Estratto =
###
Davvero un amore a prima vista quello per Ulassai; in questa storica regione a quasi 800 metri di altitudine, l'aria è frizzante e il panorama impressionante.

Piena di entusiasmo, continuo a salire sempre più su, fino a un piazzale da dove la vista spazia lontano, il Belvedere.

Mi sento in cima a un mondo di antichi totem, una storia geologica che ha avuto origine oltre 570 milioni di anni fa. Spostamenti e collisioni di continenti per milioni di secoli assemblarono quella piccola area che diventerà la Sardegna. Il magma incandescente si raffreddò lentamente e si formarono i graniti: ora, la storia affascinante di queste rocce è davanti ai miei occhi, carica di emozioni.


Mi accorgo che in un angolo del piazzale inizia un sentiero che si inoltra nel bosco. Una freccia indica il percorso, cammino senza più pensare, annuso l'aria satura di profumi, soprattutto l'odore del muschio umido che ricopre le pietre ed entra nelle narici lasciando un gusto amaro.

Passo dopo passo la mente si libera dai pensieri e si fa più chiara la percezione di essere tra amici, che possono sentire le mie emozioni e parteciparvi. Gli alberi intorno a me sono una folla indaffarata nella loro inarrestabile attività tra cielo e terra e tra di loro, se chiudo gli occhi mi sembra quasi di sentir scorrere sotto i miei piedi lo scambio di nutrienti e carbonio che avviene tra le radici di tutto il bosco. Mi siedo su una roccia, li guardo uno ad uno e li ringrazio di produrre l'ossigeno che serve a noi, inconsapevoli, ingrati Umani, per vivere.
###
Obiettivo dell'esercizio = Secondo l'estratto su Ulassai, a quale altitudine si trova questa regione? I dati qui riportati non hanno alcun legame con l'estratto.
###
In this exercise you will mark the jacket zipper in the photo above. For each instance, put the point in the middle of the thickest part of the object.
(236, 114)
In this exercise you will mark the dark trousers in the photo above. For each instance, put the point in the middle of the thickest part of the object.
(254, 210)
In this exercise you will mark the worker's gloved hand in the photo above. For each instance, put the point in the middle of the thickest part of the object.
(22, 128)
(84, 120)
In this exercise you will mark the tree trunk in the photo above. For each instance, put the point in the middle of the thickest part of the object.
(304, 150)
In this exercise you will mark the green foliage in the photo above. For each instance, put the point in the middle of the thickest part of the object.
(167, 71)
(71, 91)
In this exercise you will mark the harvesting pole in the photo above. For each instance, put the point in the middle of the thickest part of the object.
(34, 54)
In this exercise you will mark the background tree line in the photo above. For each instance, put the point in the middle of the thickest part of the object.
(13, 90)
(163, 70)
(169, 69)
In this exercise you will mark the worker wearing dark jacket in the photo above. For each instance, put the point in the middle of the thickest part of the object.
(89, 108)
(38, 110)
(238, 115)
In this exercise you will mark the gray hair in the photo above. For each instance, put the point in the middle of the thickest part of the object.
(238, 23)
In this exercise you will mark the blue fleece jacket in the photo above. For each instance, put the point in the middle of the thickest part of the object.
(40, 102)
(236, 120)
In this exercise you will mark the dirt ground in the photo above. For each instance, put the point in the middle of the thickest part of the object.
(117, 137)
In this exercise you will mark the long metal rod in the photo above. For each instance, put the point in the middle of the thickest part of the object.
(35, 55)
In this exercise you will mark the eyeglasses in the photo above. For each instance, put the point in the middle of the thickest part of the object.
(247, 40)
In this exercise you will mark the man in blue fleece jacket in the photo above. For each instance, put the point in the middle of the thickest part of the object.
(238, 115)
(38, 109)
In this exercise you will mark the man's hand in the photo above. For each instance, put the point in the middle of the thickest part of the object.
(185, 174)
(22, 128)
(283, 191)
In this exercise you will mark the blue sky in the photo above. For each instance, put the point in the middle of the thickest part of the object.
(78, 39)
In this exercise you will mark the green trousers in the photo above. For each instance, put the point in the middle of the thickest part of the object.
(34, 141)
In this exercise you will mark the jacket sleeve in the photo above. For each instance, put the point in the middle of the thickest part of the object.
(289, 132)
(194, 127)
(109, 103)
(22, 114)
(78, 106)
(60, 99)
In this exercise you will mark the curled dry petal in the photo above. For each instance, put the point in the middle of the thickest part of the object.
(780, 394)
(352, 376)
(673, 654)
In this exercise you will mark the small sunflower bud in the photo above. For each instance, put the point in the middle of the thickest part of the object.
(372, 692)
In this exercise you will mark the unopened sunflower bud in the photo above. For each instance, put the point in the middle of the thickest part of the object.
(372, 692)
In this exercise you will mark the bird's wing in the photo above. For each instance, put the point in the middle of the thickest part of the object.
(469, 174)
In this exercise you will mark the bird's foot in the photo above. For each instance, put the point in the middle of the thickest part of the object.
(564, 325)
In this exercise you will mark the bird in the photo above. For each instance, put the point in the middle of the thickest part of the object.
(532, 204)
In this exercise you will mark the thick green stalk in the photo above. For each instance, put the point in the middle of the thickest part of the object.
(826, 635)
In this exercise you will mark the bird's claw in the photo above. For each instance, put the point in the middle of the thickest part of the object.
###
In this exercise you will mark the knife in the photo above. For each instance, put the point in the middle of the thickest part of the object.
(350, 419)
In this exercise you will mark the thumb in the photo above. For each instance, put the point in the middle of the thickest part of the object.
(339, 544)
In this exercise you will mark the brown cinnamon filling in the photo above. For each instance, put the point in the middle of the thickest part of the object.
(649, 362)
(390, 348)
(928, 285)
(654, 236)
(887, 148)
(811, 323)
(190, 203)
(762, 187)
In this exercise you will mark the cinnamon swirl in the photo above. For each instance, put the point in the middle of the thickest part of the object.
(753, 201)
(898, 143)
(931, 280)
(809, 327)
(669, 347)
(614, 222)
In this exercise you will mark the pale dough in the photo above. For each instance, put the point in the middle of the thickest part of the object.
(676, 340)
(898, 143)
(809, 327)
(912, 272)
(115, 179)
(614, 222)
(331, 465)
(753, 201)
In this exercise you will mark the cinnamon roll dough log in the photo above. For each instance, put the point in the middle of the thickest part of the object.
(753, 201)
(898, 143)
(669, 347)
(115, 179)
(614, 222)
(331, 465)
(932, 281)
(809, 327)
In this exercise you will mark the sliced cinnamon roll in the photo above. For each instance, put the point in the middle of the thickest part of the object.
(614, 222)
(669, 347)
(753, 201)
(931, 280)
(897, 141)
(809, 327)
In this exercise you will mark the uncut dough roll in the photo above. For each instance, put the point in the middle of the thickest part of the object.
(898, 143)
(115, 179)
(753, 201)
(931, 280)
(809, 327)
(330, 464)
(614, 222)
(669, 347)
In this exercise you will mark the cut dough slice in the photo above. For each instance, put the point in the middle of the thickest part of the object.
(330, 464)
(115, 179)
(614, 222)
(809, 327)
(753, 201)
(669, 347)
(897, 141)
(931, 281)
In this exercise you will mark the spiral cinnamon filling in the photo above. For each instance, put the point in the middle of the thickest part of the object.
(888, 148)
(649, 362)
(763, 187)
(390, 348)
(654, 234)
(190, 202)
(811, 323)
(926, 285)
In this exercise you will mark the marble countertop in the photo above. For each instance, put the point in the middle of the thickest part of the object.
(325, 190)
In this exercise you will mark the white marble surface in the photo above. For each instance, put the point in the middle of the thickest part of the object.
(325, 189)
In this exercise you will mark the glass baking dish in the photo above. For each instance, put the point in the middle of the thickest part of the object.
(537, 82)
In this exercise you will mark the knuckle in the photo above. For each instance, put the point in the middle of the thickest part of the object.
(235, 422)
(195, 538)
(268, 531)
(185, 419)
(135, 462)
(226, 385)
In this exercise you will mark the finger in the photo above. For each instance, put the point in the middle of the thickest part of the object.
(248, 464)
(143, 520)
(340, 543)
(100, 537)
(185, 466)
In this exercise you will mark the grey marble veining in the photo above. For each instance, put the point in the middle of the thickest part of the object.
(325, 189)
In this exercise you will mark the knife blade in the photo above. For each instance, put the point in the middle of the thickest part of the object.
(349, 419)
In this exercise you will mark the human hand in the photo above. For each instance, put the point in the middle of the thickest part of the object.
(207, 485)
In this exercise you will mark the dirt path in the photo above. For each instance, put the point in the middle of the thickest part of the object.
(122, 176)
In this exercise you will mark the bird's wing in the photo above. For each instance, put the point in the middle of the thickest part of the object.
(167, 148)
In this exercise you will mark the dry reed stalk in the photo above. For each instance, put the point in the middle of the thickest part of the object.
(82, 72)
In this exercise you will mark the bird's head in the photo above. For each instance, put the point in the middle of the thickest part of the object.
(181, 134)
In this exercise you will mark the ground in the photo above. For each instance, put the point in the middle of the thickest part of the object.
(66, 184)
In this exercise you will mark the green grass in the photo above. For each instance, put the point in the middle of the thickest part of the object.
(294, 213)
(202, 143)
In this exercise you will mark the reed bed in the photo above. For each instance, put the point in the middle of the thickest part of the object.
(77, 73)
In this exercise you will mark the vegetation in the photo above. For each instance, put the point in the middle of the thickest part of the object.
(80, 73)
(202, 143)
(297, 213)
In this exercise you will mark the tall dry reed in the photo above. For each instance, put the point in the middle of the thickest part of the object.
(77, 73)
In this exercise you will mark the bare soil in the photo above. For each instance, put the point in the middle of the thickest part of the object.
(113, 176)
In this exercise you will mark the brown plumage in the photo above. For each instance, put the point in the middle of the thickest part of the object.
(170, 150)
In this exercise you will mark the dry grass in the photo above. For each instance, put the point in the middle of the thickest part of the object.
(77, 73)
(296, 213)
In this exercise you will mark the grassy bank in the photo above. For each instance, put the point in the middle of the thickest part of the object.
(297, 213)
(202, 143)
###
Risposta all'esercizio = A quasi 800 metri di altitudine.